**Exercises**
A – Answer these questions from the article about the Breast Cancer Research Centre-WA:
(i) At which hospital is the new centre planned to open?
(ii) Who founded the Breast Cancer Research Centre-WA, and in what year?
(iii) How many research projects does its trials unit run at one time?
B – For each statement, say yes or no to whether the article about the Breast Cancer Research Centre-WA supports it, and quote the words that decide it.
(i) The centre is estimated to cost $5.8 million.
(ii) One in every ten Australian women will be diagnosed with breast cancer by age 85.
(iii) Professor Chan has done her research work pro bono for 17 years.

**Source document**
★ ★ ★ ★
Breast Cancer Research Centre-WA is on its way to raising $5.8 million for the development of a world-class breast cancer treatment and research centre, set to open by 2019.
Breast Cancer Research Centre-WA is seeking major corporate partners to help realise its plan for a world-class centre to open at Hollywood Private Hospital late next year.
The centre, estimated to cost $5.8 million, will be both a research base and treatment facility that offers a wide range of additional support services.
Chief executive Carmelo Arto said the not-for-profit centre was aiming to secure long-term partners that shared similar values, with naming rights to the building or to individual rooms within the building among the added benefits on offer to prospective partners.
He said the additional support services provided through the centre would include breast care nurses, psychologists, councillors, geneticists, breast physicians and other specialists.
“We’ll become a significant entity for education among the health community and wider community, and where this model will go eventually is actually public community support,” Mr Arto told Business News.
“So what I mean is we will have the resources to support wider than our patient population.”
One in every eight Australian women will be diagnosed with breast cancer by the time they turn 85, with 17,700 diagnosed last year, according to the not for profit.
Founded in 2000 by the WA Australian of the Year 2017 finalist Arlene Chan, BCRCWA conducts research into new breast cancer treatment and care, and runs the busiest trials unit in the country, with 30 research projects taking place at one time.
Mr Arto said a facility with a treatment base and trials unit of this size was unique for Australia, and there was no other centre in the country offering the same degree of care for breast cancer patients.
“We’ve undertaken 80-plus global projects, which Professor Chan has overseen,” he said.
“She probably spends a third of her time on research and she’s done it pro bono for 17 years, so that’s gone into surplus, meaning donations for us go 100 per cent towards what donors want it to go towards, so it’s maximum impact.”
Mr Arto said one of the research projects currently under way at the centre focused on the impact a breast cancer diagnosis has on a patient’s children.
He said the new centre would take a family view and offer support not just to patients but also to loved ones who had been affected.
★ ★ ★ ★
Dataset excerpts
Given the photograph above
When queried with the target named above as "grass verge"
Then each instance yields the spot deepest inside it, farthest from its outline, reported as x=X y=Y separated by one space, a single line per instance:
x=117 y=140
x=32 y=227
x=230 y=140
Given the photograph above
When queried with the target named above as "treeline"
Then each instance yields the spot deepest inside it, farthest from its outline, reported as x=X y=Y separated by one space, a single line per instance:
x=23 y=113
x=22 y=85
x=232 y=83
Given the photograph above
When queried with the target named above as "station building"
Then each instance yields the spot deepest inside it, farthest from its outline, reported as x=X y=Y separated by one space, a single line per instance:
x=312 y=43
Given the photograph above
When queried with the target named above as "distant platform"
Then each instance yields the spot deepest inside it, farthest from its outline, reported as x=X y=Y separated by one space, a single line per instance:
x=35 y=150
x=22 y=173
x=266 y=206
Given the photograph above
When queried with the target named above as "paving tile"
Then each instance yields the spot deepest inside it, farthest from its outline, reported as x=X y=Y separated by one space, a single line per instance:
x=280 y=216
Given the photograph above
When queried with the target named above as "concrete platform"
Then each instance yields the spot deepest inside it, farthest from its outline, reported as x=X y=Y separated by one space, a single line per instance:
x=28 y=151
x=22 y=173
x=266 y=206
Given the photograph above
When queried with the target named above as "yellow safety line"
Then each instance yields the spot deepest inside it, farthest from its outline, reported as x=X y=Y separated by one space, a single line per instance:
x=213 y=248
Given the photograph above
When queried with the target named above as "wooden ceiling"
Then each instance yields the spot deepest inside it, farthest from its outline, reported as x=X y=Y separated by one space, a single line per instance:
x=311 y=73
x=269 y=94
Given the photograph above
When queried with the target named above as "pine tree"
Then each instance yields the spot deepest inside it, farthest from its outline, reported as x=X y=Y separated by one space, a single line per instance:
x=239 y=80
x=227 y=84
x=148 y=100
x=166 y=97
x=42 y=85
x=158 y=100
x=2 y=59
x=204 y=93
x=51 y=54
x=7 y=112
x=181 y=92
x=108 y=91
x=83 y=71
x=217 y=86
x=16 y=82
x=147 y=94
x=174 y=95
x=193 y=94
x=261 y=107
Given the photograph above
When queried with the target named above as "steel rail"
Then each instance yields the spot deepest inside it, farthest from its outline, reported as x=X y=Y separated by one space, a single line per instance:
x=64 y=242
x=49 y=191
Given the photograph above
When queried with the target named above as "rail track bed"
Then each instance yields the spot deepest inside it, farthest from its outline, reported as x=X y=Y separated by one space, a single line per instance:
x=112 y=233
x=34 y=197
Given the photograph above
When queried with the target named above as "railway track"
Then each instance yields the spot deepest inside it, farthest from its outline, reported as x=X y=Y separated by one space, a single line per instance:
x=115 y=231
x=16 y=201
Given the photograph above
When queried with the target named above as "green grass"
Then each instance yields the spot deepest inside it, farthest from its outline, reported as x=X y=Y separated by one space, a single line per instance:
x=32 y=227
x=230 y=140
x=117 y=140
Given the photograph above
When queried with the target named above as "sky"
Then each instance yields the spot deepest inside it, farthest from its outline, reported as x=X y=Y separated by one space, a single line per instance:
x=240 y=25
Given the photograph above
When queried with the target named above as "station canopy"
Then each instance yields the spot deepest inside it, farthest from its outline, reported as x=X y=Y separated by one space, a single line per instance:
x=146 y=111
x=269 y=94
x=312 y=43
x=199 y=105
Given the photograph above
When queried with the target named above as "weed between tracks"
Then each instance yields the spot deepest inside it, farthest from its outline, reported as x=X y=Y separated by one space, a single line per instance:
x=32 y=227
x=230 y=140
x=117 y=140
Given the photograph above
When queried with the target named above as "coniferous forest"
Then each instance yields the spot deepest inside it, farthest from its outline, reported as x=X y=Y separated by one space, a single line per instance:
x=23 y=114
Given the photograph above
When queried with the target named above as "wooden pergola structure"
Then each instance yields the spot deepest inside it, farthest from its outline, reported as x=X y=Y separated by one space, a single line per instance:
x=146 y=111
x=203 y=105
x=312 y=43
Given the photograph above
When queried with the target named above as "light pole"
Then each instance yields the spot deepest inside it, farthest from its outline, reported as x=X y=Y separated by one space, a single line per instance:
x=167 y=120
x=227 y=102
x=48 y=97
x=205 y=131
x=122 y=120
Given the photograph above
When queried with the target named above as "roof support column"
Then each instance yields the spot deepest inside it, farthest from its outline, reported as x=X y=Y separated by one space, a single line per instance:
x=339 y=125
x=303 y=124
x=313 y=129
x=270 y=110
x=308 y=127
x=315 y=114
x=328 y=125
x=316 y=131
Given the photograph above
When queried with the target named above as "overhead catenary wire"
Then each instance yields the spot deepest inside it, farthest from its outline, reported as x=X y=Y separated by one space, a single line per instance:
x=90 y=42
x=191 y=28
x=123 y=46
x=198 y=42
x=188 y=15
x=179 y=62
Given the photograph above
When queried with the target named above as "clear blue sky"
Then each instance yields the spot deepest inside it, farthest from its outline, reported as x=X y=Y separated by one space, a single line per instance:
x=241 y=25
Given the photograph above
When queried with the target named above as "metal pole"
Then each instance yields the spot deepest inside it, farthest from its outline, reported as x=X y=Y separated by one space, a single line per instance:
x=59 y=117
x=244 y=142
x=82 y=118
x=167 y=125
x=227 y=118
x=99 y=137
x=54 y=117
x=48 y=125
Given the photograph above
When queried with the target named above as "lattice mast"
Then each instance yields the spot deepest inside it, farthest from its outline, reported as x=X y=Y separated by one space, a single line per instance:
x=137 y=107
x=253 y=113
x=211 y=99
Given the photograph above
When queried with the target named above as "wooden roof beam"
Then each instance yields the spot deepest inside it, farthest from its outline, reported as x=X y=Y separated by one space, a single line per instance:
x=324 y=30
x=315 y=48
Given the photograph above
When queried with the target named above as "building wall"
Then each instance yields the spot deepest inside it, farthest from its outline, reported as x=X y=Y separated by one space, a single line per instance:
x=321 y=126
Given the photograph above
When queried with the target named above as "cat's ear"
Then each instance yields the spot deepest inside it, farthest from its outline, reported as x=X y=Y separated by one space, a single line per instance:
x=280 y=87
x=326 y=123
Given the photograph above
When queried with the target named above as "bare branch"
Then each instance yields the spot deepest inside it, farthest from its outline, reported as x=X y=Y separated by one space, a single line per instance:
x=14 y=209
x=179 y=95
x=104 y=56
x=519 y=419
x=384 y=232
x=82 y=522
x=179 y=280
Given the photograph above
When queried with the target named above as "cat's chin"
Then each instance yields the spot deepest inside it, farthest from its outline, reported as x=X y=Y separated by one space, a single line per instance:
★ ★ ★ ★
**Answers below**
A –
(i) Hollywood Private Hospital
(ii) Arlene Chan, in 2000
(iii) 30

B –
(i) Yes: "The centre, estimated to cost $5.8 million"
(ii) No: "One in every eight Australian women will be diagnosed with breast cancer by the time they turn 85"
(iii) Yes: "she’s done it pro bono for 17 years"